### [WORK INSTRUCTIONS]
1. According to the passage about the Institute's directors, how much additional exhibition space did the 1997 expansion provide?
2. Pick up the passage about the Institute's directors after its final sentence and extend it.

Bruce Evans (1974-1991) served as a curator at the Institute before becoming its director. He helped expand Oktoberfest and acquired Ponderosa’s large corporate collection of modern art. Since the University of Dayton and Wright State had established art programs, the Institute phased out its formal art school in 1975. Evans worked with Pam Houk to establish the Experiencenter, a participatory gallery of interactive art activities for the young.
Credit: CONTRIBUTED
Credit: CONTRIBUTED
Alex Nyerges (1992-2006) staged some blockbuster exhibits during his tenure including the works of Edgar Degas, the glass sculpture of Dale Chihuly, shows on Eternal China, and the Treasures of Ancient Egypt. In 1997 he completed Carnell’s vision by adding the final two sides of the projected octagon along with a new entrance rotunda at the rear of the building. This gave the Institute 35,000 square feet more of exhibition space. The Gothic Cloister was covered with a glass skylight to become a popular space for weddings, concerts, and other community events.
Janice Driesbach (2007-2011) came to Dayton from Lincoln, Nebraska and had to make tough decisions to stabilize the DAI’s finances in the wake of the 2008 recession. Attendance and memberships grew during her tenure and in 2011 she staged Creating the New Century with art loaned by the Dicke family, key benefactors of the museum.
Credit: Lisa Powell
Credit: Lisa Powell
The museum’s current director, Michael Roediger, took the reigns in 2011 as Dayton’s first truly home-grown director. The Wright State graduate spent 14 years with the Victoria Theater Association and has focused on building the Institute’s endowment and reducing its debt to better support its staff and collections. He has also secured funding for many renovations and improvements: new windows, roof repairs, improvements to accessibility and renovation of the auditorium. Several events were organized to celebrate the DAI’s 100th Anniversary in 2019; renovation of the Grand Staircase and fountain will be completed this summer, wrapping up the centennial project.

### [Natural-language object grounding data]
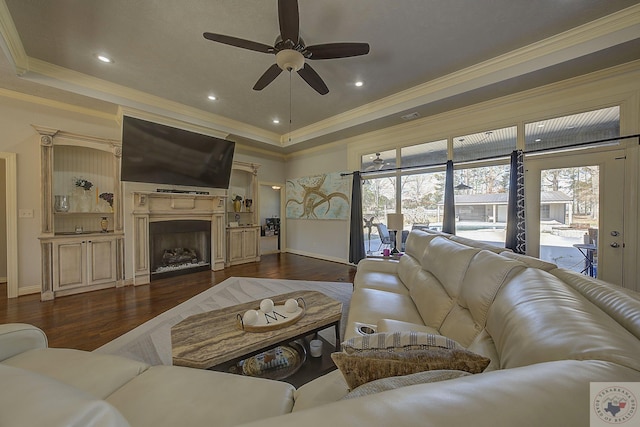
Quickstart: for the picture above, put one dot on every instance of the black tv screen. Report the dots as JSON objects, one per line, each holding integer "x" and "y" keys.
{"x": 160, "y": 154}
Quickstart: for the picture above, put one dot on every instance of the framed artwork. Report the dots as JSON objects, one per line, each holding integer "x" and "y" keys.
{"x": 325, "y": 196}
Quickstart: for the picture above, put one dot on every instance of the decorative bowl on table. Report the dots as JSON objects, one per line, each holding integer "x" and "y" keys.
{"x": 276, "y": 364}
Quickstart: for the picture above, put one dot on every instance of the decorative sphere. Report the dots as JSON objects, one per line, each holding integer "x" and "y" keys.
{"x": 250, "y": 317}
{"x": 266, "y": 305}
{"x": 291, "y": 305}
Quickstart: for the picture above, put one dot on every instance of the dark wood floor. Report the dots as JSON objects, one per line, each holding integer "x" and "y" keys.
{"x": 87, "y": 321}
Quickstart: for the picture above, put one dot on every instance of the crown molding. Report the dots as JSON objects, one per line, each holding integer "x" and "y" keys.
{"x": 594, "y": 36}
{"x": 63, "y": 78}
{"x": 10, "y": 41}
{"x": 44, "y": 102}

### [WRITTEN ANSWERS]
1. 35,000 square feet

2.
“It has been a difficult time for the museum and the coming months will continue to hold challenges,” says Roediger. “But the DAI has survived many challenging times in its 100-year history. I am confident we can weather the storm.”
HOW TO GO
What: “Samurai, Ghosts and Lovers: Yoshitoshi’s Complete 100 Aspects of the Moon,” a special exhibition on view through Sept. 13. “Photographs from the Collection,” “Swashbuckling Samurai” and “In the Company of Friends: The Kettering and Patterson Legacy” are also on view.
Where: Dayton Art Institute, 456 Belmonte Park North, Dayton
When: Museum hours are 11 a.m.-5 p.m. on Fridays and Saturdays, noon-5 p.m. on Sundays.
Cost: Museum general admission, which includes the collection galleries and all exhibitions, is $15 adults, $10 seniors (60+), active military and groups (10 or more), $5 students (18+ w/ID) and youth (ages 7-17), free for children (ages 6 & younger) and museum members. Advance tickets are not required to visit the museum, but capacity may be limited in some collection galleries and the Special Exhibition.
Other offerings: The Museum Gift Shop is open. You can also access free programs on the DAI website including “Draw From the Collection” and “Tiny Thursdays at Home.”
More info: daytonartinstitute.org
NOTE: Guests are asked to remain six feet from others not in their group. All staff and guests will be required to wear face coverings. Enhanced cleaning procedures are in place throughout the museum. Protective shields have been installed at the museum’s Guest Services Desk.